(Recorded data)

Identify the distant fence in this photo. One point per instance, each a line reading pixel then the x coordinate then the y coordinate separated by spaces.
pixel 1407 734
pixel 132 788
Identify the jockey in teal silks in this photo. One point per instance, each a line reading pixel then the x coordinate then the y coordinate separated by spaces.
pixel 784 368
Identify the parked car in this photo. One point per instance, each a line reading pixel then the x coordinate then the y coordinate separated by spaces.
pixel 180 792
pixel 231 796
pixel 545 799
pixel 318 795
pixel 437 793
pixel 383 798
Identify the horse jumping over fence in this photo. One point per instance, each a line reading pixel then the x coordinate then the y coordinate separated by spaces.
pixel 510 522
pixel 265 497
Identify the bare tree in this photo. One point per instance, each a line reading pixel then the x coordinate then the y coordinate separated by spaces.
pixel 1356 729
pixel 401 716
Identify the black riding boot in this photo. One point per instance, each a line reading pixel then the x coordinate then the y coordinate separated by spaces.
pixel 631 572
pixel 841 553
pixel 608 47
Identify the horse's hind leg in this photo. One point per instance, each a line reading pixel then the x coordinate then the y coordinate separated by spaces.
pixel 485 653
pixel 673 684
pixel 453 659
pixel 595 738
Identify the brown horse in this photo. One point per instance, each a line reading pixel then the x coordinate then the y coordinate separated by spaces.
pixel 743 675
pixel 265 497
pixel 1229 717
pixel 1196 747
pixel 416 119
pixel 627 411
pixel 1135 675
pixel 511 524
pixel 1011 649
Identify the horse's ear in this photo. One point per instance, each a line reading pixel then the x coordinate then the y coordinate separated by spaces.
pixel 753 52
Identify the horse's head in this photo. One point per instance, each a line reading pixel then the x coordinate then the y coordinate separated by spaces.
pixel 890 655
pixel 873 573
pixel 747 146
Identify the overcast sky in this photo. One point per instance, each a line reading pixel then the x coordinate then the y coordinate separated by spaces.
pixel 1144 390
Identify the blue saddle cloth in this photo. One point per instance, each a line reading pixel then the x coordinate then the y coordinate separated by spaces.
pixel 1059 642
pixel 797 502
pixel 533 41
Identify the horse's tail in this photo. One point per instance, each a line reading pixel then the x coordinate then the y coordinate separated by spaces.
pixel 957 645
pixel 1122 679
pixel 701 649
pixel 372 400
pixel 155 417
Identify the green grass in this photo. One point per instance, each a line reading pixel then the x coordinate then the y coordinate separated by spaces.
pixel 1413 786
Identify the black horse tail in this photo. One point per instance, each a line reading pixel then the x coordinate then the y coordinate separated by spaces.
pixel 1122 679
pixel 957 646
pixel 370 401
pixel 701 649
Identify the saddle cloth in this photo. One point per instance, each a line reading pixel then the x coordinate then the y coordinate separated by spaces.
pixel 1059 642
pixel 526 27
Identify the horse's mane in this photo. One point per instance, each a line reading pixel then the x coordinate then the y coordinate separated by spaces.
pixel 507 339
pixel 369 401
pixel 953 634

▶ _TASK DIRECTIONS_
Starting at the line containing "Identify the horse's hind" and ending at the line containing "pixel 595 738", write out those lines again, switching "hind leg" to "back leg" and keeping everything else the same.

▶ _CORRECT RESULT_
Identify the horse's back leg in this photo. One point per instance, each a line reading pixel then the x coordinate then the y coordinate separated by spaces.
pixel 485 653
pixel 673 684
pixel 453 659
pixel 595 738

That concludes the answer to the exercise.